## BEGIN TEXT EXTRACT

The Rating Matrix

First thing first, to use a RS you should start from a data set, more specifically a rating matrix. In this case rrecsys is built to start process any available matrix as long as the user has a clear idea of the composition of its rating matrix. In a rating matrix all 0 or NULL values will be considered as missing values. The users will be on rows and the items will be on columns.

Currently rrecsys is equipped with the MovieLens Latest dataset. We will use this dataset for demonstration. To load it:

data("mlLatest100k")

To define a Likert scale data set a user would have to specify the domain of the ratings, minimum and maximum of the ratings. The precision of the rating, currently in rrecsys is either half star or full scale (argument halfStar). For example:

ML <- defineData(mlLatest100k, minimum = .5, maximum = 5, halfStar = TRUE)
ML
## Dataset containing 718 users and  8927 items.

A dataset can be as well binarized by:

binML <- defineData(mlLatest100k, binary = TRUE, goodRating = 3)
binML
## Binary dataset containing 718 users and  8927 items.

In this case all the rating in mlLatest100k with a value larger or equal to goodRating are converted to 1 and the resto to 0. This conversion has no scientific relevance, just used for demonstration purposes on OCCF.

The output of defineData is an S4 object (class dataSet). This would be the main input to the dispatcher in rrecsys for training a model.

A dataSet object can be explored with the following methods:

# Number of times an item was rated.
colRatings(ML)
# Number of times a user has rated.
rowRatings(ML)
# Total number of rating in the rating matrix.
numRatings(ML)
# Sparsity.
sparsity(ML)

A dataSet object can be cropped to contain a specific number of ratings:

# Removing users that rated less than 40 items and items that were rated less than 30 times.
subML <- ML[rowRatings(ML)>=40, colRatings(ML)>=30]
sparsity(ML)
## [1] 0.9843619
sparsity(subML)
## [1] 0.8683475

## END TEXT EXTRACT

* **GIVEN TASK**: According to the rating matrix text, which values in a rating matrix are treated as missing?

## BEGIN RECORDS

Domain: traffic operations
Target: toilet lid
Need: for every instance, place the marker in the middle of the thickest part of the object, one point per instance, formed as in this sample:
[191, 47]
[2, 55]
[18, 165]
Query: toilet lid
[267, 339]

## END RECORDS

* **TASK RESULT**: All 0 or NULL values are treated as missing.